_GIVEN DATA_.
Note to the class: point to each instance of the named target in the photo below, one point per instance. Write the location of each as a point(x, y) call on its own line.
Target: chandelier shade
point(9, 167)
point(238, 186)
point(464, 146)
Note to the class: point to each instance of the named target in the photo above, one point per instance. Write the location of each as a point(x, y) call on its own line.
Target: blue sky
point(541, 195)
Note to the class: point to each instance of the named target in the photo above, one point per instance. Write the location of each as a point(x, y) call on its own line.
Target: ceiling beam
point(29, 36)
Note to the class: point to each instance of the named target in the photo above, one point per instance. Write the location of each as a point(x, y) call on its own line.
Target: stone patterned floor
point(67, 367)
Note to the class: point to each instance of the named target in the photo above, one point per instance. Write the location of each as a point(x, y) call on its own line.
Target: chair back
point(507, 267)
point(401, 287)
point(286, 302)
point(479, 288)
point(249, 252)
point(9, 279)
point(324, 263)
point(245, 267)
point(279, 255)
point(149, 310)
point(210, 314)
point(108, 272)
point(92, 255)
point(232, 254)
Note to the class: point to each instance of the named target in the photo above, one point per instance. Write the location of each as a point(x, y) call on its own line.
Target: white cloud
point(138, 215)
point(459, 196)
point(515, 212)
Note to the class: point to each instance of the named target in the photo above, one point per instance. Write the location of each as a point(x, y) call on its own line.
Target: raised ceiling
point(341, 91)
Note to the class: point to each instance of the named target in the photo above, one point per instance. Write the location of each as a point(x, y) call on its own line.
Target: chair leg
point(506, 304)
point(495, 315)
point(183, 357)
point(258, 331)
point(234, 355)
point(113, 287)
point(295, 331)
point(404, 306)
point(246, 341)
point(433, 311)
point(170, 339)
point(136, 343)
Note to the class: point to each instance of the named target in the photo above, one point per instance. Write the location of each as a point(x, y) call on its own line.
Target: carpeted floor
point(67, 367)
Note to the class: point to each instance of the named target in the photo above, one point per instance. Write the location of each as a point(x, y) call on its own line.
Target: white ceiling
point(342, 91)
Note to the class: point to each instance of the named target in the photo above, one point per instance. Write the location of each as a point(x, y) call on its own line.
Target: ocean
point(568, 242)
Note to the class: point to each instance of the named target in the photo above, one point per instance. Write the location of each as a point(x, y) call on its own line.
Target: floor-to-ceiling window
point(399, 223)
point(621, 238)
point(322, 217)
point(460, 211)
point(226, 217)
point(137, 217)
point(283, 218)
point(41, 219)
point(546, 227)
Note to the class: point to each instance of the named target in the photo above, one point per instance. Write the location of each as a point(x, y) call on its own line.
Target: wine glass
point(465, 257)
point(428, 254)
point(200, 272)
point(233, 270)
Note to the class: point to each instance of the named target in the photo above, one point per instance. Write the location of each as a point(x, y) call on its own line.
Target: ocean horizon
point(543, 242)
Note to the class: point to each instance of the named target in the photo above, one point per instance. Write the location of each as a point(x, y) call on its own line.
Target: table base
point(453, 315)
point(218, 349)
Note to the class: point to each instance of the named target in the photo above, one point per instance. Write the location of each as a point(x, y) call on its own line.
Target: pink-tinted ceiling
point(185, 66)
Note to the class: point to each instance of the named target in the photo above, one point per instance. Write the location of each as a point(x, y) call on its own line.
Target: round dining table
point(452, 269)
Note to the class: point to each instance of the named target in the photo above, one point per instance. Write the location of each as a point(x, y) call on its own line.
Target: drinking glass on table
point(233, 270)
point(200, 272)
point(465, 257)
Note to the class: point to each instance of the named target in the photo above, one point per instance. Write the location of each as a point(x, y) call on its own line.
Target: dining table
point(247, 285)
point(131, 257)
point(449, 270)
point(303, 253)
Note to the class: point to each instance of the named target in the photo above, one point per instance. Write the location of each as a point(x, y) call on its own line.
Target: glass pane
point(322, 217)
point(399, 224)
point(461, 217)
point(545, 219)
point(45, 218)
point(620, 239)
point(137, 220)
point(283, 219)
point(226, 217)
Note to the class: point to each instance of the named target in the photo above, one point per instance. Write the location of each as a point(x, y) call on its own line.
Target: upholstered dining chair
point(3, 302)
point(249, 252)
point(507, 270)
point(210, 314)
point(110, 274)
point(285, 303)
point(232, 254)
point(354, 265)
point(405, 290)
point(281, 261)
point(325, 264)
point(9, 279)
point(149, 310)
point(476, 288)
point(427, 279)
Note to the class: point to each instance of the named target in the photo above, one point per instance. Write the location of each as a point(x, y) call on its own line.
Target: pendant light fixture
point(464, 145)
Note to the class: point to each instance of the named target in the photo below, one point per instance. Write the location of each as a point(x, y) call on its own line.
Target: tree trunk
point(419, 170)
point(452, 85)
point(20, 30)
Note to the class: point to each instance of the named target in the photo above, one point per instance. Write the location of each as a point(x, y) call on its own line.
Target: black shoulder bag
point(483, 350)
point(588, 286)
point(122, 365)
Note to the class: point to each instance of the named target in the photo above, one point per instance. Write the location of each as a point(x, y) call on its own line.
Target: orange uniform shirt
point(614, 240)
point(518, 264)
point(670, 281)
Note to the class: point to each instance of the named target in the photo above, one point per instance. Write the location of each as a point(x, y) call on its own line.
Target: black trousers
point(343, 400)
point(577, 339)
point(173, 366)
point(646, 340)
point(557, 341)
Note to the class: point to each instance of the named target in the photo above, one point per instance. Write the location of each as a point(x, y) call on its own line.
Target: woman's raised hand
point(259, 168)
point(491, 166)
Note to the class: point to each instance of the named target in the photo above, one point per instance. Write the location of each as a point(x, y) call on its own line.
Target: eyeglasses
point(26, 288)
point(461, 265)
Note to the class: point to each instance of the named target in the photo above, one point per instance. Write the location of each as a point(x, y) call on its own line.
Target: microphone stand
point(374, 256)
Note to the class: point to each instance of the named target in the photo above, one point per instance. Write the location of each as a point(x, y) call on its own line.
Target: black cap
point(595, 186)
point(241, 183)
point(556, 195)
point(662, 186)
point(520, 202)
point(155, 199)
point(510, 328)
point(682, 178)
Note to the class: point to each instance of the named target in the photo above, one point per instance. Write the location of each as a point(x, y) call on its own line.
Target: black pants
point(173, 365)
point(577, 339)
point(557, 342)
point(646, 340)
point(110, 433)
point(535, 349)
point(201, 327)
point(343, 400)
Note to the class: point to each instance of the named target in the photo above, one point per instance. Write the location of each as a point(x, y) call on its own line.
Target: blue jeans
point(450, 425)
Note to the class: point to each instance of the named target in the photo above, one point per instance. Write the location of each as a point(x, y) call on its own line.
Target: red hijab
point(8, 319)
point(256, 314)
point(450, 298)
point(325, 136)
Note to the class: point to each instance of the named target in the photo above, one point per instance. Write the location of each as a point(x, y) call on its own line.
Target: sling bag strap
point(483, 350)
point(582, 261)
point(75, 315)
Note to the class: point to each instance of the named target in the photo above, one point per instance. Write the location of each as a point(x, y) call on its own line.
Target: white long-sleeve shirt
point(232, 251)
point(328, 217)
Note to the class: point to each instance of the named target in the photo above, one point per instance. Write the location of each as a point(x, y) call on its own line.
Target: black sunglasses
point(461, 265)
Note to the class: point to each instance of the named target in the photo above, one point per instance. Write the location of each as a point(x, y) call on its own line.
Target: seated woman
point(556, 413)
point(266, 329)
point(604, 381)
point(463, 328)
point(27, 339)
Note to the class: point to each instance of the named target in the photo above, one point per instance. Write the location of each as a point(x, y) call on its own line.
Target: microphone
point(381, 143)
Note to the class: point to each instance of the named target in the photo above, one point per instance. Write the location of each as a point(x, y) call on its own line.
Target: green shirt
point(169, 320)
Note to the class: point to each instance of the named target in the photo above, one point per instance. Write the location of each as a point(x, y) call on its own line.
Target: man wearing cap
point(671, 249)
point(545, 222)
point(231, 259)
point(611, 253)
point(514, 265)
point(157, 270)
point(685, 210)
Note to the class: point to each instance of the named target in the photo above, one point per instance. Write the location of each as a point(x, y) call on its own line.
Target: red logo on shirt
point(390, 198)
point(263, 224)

_YOUR INSTRUCTIONS_. Tally the lines of the listing above that include the string "microphone" and reply with the number alone.

_RESPONSE BELOW_. 2